▶ [Do this]: Reproduce the listing below verbatim.

● ● ● ● ●

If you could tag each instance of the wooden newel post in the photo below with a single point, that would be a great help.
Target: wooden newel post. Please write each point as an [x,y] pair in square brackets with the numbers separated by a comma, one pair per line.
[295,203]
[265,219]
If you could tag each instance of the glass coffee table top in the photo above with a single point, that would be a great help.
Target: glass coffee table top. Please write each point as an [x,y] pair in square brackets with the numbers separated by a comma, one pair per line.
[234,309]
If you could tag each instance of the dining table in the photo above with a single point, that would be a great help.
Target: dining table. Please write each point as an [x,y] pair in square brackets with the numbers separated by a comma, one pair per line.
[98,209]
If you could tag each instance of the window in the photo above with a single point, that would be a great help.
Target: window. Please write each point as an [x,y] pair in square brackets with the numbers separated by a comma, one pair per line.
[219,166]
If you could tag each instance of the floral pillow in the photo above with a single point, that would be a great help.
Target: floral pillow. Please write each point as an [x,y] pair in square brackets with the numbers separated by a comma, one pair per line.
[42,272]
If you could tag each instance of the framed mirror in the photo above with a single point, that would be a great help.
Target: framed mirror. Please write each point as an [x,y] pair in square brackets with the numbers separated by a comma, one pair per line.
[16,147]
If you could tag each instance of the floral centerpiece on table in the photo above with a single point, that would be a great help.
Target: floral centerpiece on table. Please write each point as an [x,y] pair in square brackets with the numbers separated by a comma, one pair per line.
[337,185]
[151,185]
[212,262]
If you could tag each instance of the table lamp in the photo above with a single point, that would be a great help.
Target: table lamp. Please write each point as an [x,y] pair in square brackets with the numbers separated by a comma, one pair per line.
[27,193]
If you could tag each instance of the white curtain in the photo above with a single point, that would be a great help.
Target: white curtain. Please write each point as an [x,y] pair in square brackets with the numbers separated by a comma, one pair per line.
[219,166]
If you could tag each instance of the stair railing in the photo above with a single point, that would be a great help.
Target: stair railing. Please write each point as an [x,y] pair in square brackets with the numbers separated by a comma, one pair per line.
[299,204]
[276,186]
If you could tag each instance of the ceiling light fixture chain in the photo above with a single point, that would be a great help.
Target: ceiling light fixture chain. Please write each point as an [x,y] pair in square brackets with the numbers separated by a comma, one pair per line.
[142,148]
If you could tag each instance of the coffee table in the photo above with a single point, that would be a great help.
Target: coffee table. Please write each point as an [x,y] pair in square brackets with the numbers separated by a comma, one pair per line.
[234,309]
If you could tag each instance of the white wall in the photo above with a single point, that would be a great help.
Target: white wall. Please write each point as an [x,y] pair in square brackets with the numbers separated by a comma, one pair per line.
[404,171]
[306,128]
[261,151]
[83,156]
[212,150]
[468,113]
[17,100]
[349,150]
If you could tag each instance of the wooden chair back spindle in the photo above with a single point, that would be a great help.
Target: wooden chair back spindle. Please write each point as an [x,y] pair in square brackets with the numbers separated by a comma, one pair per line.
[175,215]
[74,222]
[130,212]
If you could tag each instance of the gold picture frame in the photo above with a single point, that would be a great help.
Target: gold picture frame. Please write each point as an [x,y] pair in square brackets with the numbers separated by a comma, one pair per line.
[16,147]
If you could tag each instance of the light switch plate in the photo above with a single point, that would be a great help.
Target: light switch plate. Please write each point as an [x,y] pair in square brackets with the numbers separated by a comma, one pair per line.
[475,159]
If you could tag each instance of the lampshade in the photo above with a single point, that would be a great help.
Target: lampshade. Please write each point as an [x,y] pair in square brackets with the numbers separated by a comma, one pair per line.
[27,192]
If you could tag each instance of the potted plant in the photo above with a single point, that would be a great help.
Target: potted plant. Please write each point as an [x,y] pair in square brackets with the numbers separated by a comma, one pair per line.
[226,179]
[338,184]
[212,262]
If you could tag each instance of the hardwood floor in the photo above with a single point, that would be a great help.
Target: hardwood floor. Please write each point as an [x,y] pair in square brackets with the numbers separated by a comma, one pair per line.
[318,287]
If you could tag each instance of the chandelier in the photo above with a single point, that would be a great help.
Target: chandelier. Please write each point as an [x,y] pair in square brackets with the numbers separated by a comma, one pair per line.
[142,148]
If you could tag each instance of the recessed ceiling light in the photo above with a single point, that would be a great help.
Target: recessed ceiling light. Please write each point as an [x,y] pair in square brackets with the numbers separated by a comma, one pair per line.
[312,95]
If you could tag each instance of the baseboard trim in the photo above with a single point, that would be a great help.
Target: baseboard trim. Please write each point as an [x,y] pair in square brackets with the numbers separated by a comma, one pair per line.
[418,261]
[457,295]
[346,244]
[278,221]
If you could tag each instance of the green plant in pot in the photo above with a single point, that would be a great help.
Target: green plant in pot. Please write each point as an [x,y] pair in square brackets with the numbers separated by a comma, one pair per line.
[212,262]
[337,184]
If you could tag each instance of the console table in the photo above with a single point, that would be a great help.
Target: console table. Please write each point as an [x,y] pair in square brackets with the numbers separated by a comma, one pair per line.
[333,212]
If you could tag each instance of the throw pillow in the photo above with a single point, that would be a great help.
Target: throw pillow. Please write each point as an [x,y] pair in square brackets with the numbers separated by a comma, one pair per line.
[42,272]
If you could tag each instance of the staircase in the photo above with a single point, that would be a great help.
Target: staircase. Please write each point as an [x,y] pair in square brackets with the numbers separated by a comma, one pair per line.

● ● ● ● ●

▶ [Expected output]:
If you could tag each instance of the wooden newel post in the photo below with a single point, that would be a great help.
Target: wooden newel post. Please write each point as an [x,y] pair in square brackets with the numbers separated by a comma, one pair per line.
[295,203]
[265,219]
If you could tag each instance of the glass coffee table top in the photo above with a single point, that would be a great help.
Target: glass coffee table top. Please write each point as an [x,y] pair in square brackets with the numbers separated by a comma, one pair per line.
[234,309]
If you could tag each instance of the dining table in the photo above with a single point, that would be a great help.
Target: dining table. Please write each point as an [x,y] pair in square brackets with the numbers separated by a comma, one pair per line.
[98,209]
If you could tag each instance of the window in the photo above with a single point, that would be a great help.
Target: window. Please write each point as an [x,y] pair in square brackets with the numbers separated by a comma, one pair per line.
[219,166]
If you could tag each instance of the floral pillow in the photo above with a single point, that would be a great help.
Target: floral pillow. Please write each point as an [x,y] pair in square brackets with the numbers separated by a comma, one pair per line.
[42,272]
If you could tag each instance of the framed mirror in the photo above with a single point, that would be a great help.
Target: framed mirror. Please write each point as an [x,y] pair in square brackets with the numbers separated by a comma, one pair per line.
[16,147]
If you could tag each instance of the floral centerpiece on table in the photo above with a single point, that would be a great help.
Target: floral centerpiece on table. Please write each point as an [x,y] pair in square brackets with the numbers separated by a comma, one pair per line.
[337,185]
[151,185]
[212,262]
If you could tag each instance of the table lamp in the photo above with a single point, that would be a great help.
Target: table lamp. Please write each point as an [x,y] pair in square brackets with the numbers separated by a comma, one pair per line.
[27,193]
If you could tag each instance of the white curtain in the photo above with a single point, that would be a great help.
Target: white curtain. Please write each point as an [x,y] pair in square brackets with the numbers separated by a comma, one pair per line.
[219,166]
If you could tag each instance of the stair railing in the photo above with a single point, that would be a great help.
Target: stair railing. Please write each point as an [x,y] pair in square brackets with the numbers separated by a comma, one pair per line.
[299,204]
[276,186]
If you could tag each instance of the ceiling light fixture chain in the photo above with a single point, that would be a great help.
Target: ceiling light fixture chain. Please write each point as an [x,y] pair in square brackets with the numbers separated by a comma, one pair per line.
[142,148]
If you could tag each instance of the coffee table in the photo above with a single point, that would be a great help.
Target: coffee table. Please write each point as an [x,y] pair in square brackets with the numbers separated by a comma, one pair per line.
[234,309]
If you could tag each instance of the white wall in the photo above with a single point, that would be a great help.
Target: white wall. Please write each point as an [x,y] pair in square brackets with the numbers separated by a comma, one pair per line.
[404,171]
[306,128]
[261,151]
[83,156]
[212,150]
[468,113]
[17,100]
[349,150]
If you could tag each instance of the wooden chair back spindle in the photo above with a single point, that would be a great help.
Target: wooden chair back spindle. Please write each point as an [x,y] pair in square brackets with the numbers separated by a comma, one pair per line.
[175,215]
[74,222]
[130,212]
If you could tag each instance of the gold picture frame in the photo above with a single point, that would be a great help.
Target: gold picture frame. Please write each point as an [x,y] pair in square brackets with the numbers separated by a comma, one pair per line.
[16,147]
If you could tag each instance of the light switch plate in the photo above with a single point, that would be a great help.
Target: light switch plate. Please write each point as an [x,y] pair in square brackets with the numbers separated by a comma, one pair per line.
[475,159]
If you could tag each instance of the lampshade in the photo above with a single point, that would be a great help.
Target: lampshade. Please write each point as an [x,y] pair in square brackets with the numbers separated by a comma, one pair per line.
[27,192]
If you could tag each instance of the potted plant in the photo above with a single point, that would be a great help.
Target: potted plant. Please write each point as an [x,y] pair in square brackets with the numbers separated by a comma, one pair per line.
[226,179]
[338,184]
[212,262]
If you could tag each instance of the hardwood floor in the photo above with a single point, that would be a great help.
Target: hardwood floor. Please write each point as an [x,y] pair in square brackets with the numbers separated by a comma, one pair per line.
[318,287]
If you could tag each instance of the chandelier in the photo above with a single point, that would be a great help.
Target: chandelier. Please write each point as an [x,y] pair in square brackets with the numbers separated by a comma, one pair per line.
[142,148]
If you could tag each instance of the recessed ceiling light in the photo above with a single point, that would be a great help.
Target: recessed ceiling light. Please write each point as an [x,y] pair in square brackets with the numbers separated by a comma, one pair per line.
[312,95]
If you could tag each instance of the baseboard trim in the photo above with a single point, that would be a great help.
Target: baseboard trim. Please write each point as an [x,y] pair in square brackets with the numbers separated by a comma, one pair per line.
[418,261]
[457,295]
[346,244]
[278,221]
If you could tag each instance of the green plant in pot in the photo above with a single point, that would be a great help.
Target: green plant in pot. Please write each point as an [x,y] pair in square brackets with the numbers separated by a comma, one pair per line.
[212,262]
[337,184]
If you could tag each instance of the console table in the photo above with a single point, that would be a great help.
Target: console table. Please write each point as an [x,y] pair in square brackets with the numbers separated by a comma, one pair per line.
[333,212]
If you could tag each instance of the throw pillow in the photo above with a single point, that would be a great help.
Target: throw pillow. Please write each point as an [x,y] pair in square brackets with the numbers separated by a comma, one pair per line.
[42,272]
If you could tag each instance of the staircase in the photo above with a single point, that would be a great help.
Target: staircase. Please write each point as an [x,y] pair in square brackets with the numbers separated by a comma, one pair per line.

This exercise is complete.